■ **Provided entries**
▼▼▼
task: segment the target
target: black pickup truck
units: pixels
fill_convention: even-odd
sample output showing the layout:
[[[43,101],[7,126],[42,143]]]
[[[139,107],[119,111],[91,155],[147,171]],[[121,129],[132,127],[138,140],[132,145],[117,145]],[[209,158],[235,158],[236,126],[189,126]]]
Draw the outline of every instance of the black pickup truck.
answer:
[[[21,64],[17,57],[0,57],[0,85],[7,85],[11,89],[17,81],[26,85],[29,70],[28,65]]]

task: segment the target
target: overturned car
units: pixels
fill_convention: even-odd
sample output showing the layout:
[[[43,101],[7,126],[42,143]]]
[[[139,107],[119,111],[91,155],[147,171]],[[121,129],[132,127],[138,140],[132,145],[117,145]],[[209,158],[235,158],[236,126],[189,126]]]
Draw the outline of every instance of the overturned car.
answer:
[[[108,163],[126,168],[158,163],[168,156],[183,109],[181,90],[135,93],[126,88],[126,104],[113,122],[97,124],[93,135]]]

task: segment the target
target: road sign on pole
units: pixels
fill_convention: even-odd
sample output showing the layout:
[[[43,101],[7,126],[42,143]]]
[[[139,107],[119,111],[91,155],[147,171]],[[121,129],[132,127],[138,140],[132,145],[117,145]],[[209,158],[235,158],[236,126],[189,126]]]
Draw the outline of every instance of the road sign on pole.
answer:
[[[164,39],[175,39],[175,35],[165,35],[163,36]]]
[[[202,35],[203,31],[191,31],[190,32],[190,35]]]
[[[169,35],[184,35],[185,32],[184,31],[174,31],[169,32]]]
▲▲▲
■ **What you have to do**
Go through the records and print each one exactly.

■ **Worked solution**
task: segment the target
target: black pickup truck
units: pixels
fill_convention: even-odd
sample output showing the layout:
[[[43,101],[7,126],[42,143]]]
[[[139,107],[119,111],[91,155],[147,171]],[[121,129],[132,127],[138,140],[132,145],[117,145]],[[209,158],[235,158],[236,126],[189,126]]]
Draw the outline of every instance of the black pickup truck.
answer:
[[[21,64],[17,57],[0,57],[0,85],[7,85],[11,89],[17,81],[26,85],[29,70],[28,65]]]

task: segment the target
target: overturned car
units: pixels
fill_convention: even-odd
sample output showing the layout:
[[[43,101],[7,126],[42,143]]]
[[[139,107],[119,111],[91,155],[147,171]],[[121,129],[132,127],[138,140],[132,145],[117,145]],[[209,158],[235,158],[236,126],[189,126]]]
Draw the outline of every instance of the overturned car.
answer:
[[[108,163],[126,168],[158,163],[168,156],[183,109],[181,90],[135,93],[126,88],[126,104],[113,122],[97,124],[93,135]]]

task: segment the target
target: road sign on pole
units: pixels
fill_convention: even-odd
sample output showing the layout:
[[[43,101],[7,126],[42,143]]]
[[[139,107],[119,111],[91,155],[147,171]],[[121,129],[132,127],[138,140],[132,145],[117,145]],[[209,158],[235,158],[236,126],[189,126]]]
Draw the outline of every instance of the road sign on pole.
answer:
[[[164,39],[175,39],[175,35],[165,35],[163,36]]]
[[[202,35],[203,31],[191,31],[190,32],[190,35]]]
[[[169,35],[184,35],[185,32],[184,31],[174,31],[169,32]]]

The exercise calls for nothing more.